Entries provided section start

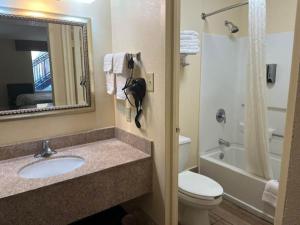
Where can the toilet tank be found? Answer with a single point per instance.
(184, 151)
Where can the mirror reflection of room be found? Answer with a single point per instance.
(50, 65)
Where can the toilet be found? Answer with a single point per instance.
(197, 193)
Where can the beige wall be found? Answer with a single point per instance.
(9, 72)
(99, 11)
(138, 26)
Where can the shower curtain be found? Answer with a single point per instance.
(256, 128)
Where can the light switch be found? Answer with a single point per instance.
(128, 114)
(150, 82)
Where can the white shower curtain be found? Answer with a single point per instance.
(256, 127)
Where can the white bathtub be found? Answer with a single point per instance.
(240, 186)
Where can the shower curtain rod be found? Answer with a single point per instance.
(205, 15)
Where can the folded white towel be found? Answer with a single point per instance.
(189, 46)
(188, 37)
(189, 32)
(190, 42)
(121, 71)
(271, 193)
(110, 77)
(108, 63)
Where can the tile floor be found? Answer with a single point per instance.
(230, 214)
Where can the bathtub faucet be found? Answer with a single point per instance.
(223, 142)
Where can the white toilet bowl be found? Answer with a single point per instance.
(197, 193)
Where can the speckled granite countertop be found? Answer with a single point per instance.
(99, 156)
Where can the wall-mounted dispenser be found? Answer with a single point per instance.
(271, 74)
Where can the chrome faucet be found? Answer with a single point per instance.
(222, 142)
(46, 151)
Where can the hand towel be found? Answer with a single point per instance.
(188, 37)
(192, 51)
(110, 77)
(190, 42)
(121, 71)
(270, 193)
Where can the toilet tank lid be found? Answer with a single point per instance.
(184, 140)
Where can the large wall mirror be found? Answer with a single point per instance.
(44, 64)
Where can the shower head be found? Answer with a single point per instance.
(232, 28)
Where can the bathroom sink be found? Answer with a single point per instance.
(51, 167)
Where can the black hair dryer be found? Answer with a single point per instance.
(137, 88)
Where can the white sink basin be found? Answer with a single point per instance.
(51, 167)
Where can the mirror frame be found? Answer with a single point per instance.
(85, 23)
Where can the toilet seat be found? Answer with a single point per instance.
(198, 186)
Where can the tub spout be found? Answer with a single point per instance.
(223, 143)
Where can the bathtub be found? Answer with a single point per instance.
(241, 187)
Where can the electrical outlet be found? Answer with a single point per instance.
(150, 82)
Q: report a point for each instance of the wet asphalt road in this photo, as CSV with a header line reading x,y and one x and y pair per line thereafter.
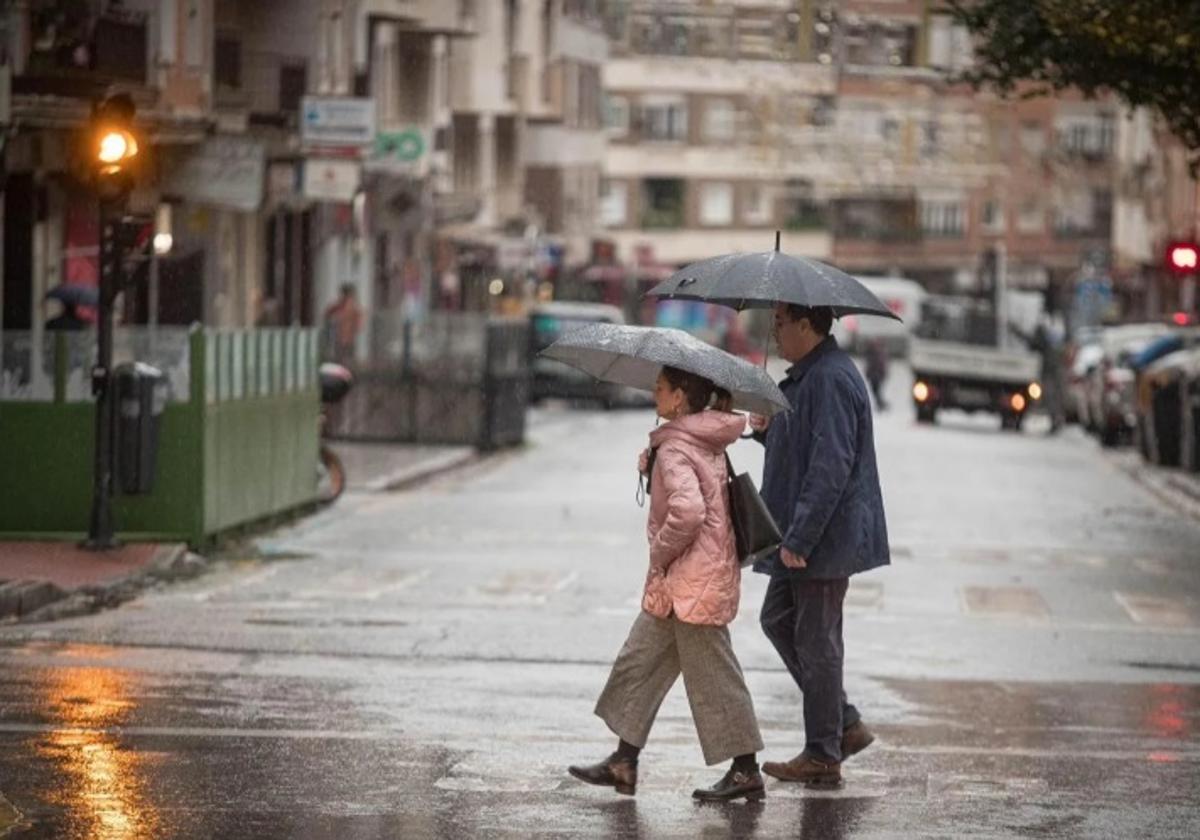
x,y
424,664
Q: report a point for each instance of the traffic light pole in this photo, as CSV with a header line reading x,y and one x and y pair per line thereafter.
x,y
100,532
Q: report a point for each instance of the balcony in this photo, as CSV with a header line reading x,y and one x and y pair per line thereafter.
x,y
435,17
84,59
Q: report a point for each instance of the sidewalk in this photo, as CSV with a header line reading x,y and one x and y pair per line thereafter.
x,y
1177,487
378,467
46,581
42,581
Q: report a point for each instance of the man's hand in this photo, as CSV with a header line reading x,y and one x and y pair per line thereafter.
x,y
791,559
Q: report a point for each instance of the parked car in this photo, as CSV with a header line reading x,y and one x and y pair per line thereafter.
x,y
552,378
1085,357
1169,409
1110,388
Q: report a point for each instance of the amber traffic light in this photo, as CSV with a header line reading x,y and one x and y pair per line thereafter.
x,y
1183,258
113,147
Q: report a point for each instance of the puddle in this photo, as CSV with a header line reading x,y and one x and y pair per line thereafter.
x,y
10,817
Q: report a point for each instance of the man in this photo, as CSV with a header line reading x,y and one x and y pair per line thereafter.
x,y
343,319
822,486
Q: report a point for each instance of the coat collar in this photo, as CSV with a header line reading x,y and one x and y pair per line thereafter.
x,y
797,371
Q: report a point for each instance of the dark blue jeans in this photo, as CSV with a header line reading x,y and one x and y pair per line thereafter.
x,y
803,621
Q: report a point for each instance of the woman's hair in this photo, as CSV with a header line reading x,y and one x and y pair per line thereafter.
x,y
697,390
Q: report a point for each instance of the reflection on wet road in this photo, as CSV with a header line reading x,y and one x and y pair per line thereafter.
x,y
425,665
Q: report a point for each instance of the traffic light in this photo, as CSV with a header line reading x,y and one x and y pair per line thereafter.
x,y
1183,258
113,148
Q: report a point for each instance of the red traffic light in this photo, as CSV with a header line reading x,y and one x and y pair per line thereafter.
x,y
1183,257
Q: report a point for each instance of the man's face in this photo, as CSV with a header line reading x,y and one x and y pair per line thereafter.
x,y
789,334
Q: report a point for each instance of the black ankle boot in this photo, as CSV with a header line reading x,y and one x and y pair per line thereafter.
x,y
615,772
735,785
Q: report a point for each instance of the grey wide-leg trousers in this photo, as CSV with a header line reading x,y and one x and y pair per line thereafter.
x,y
657,652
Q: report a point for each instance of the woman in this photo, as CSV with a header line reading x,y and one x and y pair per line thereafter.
x,y
691,594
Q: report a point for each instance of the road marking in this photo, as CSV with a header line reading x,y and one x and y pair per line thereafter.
x,y
1005,601
239,582
526,586
1155,611
953,785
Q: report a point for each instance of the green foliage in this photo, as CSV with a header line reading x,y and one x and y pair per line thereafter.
x,y
1146,52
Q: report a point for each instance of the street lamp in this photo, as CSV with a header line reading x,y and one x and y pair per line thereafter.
x,y
112,153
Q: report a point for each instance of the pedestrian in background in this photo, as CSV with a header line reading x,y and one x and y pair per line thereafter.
x,y
877,371
343,322
821,484
691,594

Entries provided section end

• [Your assignment] When you repeat the records, reproduce each line exactly and drop the images.

• [Task answer]
Where can the toilet tank be found? Answer with a single point per instance.
(184, 151)
Where can the mirror reflection of room be found? Answer with a single point per instance.
(50, 65)
Where can the toilet be found? Answer with a single point per instance.
(197, 193)
Where can the beige wall be found? Answer with a single point per instance.
(9, 72)
(99, 11)
(138, 26)
Where can the shower curtain be found? Answer with a single point per instance.
(256, 128)
Where can the light switch be found? Answer with a single point per instance.
(128, 114)
(150, 82)
Where can the white shower curtain be found? Answer with a single point per instance.
(256, 127)
Where can the white bathtub be found? Answer with a single point per instance.
(240, 186)
Where can the shower curtain rod be found? Answer with a single point per instance.
(205, 15)
Where can the folded white towel be found? Answer with a single point per instance.
(189, 46)
(188, 37)
(189, 32)
(190, 42)
(121, 71)
(271, 193)
(110, 77)
(108, 63)
Where can the tile floor be found? Answer with a single point per instance.
(230, 214)
Where can the bathtub faucet be found? Answer with a single point per instance.
(223, 142)
Where can the white toilet bowl be found? Answer with a single point per instance.
(197, 193)
Where can the speckled granite countertop be found? Answer with a single point per instance.
(99, 156)
Where can the wall-mounted dispenser be found? Answer with a single point per instance.
(271, 74)
Where can the chrome faucet be found? Answer with a single point per instance.
(222, 142)
(46, 151)
Where can the hand towel be found? Answer with a single point per instance.
(188, 37)
(192, 51)
(110, 77)
(190, 42)
(121, 71)
(270, 193)
Where can the toilet tank lid be found? Answer with a single point per instance.
(184, 140)
Where can the large wall mirror be found? Answer with a single point per instance.
(44, 64)
Where can the shower head be found? Answer with a single point per instance.
(232, 28)
Where can the bathroom sink be found? Answer with a single point per instance.
(51, 167)
Where can the black hair dryer be found? Answer with a single point per instance.
(137, 88)
Where can the white sink basin be found? Answer with a single point per instance.
(51, 167)
Where can the mirror frame be found? Answer with a single point per instance.
(85, 23)
Where can the toilet seat be found? Answer with a single point per instance.
(198, 186)
Where can the tub spout be found? Answer with a single point per instance.
(223, 143)
Where can the bathtub be found? Answer with a single point per instance.
(241, 187)
Where can the electrical outlet be found? Answer with a single point per instance.
(150, 82)
Q: report a point for each instance of the wet asphalt road in this photo, as CSV with a header line reading x,y and one x and y pair per line thereafter.
x,y
424,664
Q: report a point for each instance of the traffic light pole in this photo, as CSV with a header line reading x,y and one x and y pair per line thereafter.
x,y
100,532
Q: report a point for each instance of the balcony in this photo, as CSV with a header line reading x,y and one x and y pair per line thereafter.
x,y
435,17
84,59
Q: report a point for each instance of the sidewalk in this photo, as CSV with a header line reading x,y and one x and y pair per line thereafter.
x,y
1177,487
378,467
46,581
42,581
Q: report a point for each instance of the man's hand in this photo, as CSV with a header line reading x,y and one x and y pair per line thereafter.
x,y
791,559
Q: report a point for each instance of the parked car in this photo, as CSV with a header line reading x,y and one x and y pair per line thereafter.
x,y
552,378
1085,357
1169,409
1110,388
Q: report a point for each instance of the amber traffic light in this photo, as CSV with a header line reading x,y and one x and y pair per line thereafter.
x,y
1183,258
113,147
Q: report a point for each instance of the puddle in this photo, as CSV with a header line reading x,y and one x and y pair per line thereafter.
x,y
10,817
Q: report a point for each instance of the man in this photo, as CSV with a header line reading x,y and one x and y pair per line thereafter.
x,y
343,319
822,486
Q: report a point for each instance of the coat collar in this photo, as CSV with a header line reading x,y and one x and y pair per line thereafter.
x,y
797,371
Q: report a point for each instance of the dark blue jeans in this photo, as CSV with a header line reading x,y and one x and y pair per line thereafter.
x,y
803,621
Q: report a point for each instance of the woman's hair in this photo, as CSV with a header line reading x,y and one x and y pair per line thereafter.
x,y
697,390
Q: report a point for each instance of the reflection on wet road in this photo, as CSV with a header line reading x,y and one x and y pair per line thereafter.
x,y
425,665
Q: report a point for each instance of the traffic light in this photo, as CSV with a header line reading x,y and one x and y pair per line thereafter.
x,y
1183,258
113,148
Q: report a point for each instance of the red traffic light in this photo, as CSV with a header line reading x,y and one x and y pair per line thereafter.
x,y
1183,257
Q: report a point for each instance of the man's face in this photo, as CSV with a header line reading x,y and one x and y pair per line thereafter.
x,y
789,334
Q: report a point for each instance of the black ankle boot in this photo, as CSV with a header line reading x,y and one x and y pair per line thereafter.
x,y
615,772
735,785
Q: report a point for each instance of the grey wide-leg trousers in this photo, as CSV with a header line reading x,y and one x and y pair per line thereafter.
x,y
657,652
Q: report a point for each instance of the woman in this photo, as CSV with a header line reading x,y and one x and y pair per line thereafter.
x,y
691,594
Q: report a point for each instance of the road marking in this photo, as CSV with a header line reading x,y and one x and y pair per line thereafter.
x,y
1005,601
239,582
526,586
1155,611
953,785
Q: report a point for each instance of the green foliage in this photo, as CSV with a header line reading x,y and one x and y pair per line thereafter.
x,y
1146,52
Q: report a point for each instance of the street lamp in this photo, as CSV with a header line reading x,y and one x and y pair per line thereafter.
x,y
112,153
Q: report a point for each instance of the pedestrian in background in this photo, as CSV with a header line reading x,y and one x and y pair per line thereafter.
x,y
877,371
343,322
821,484
691,594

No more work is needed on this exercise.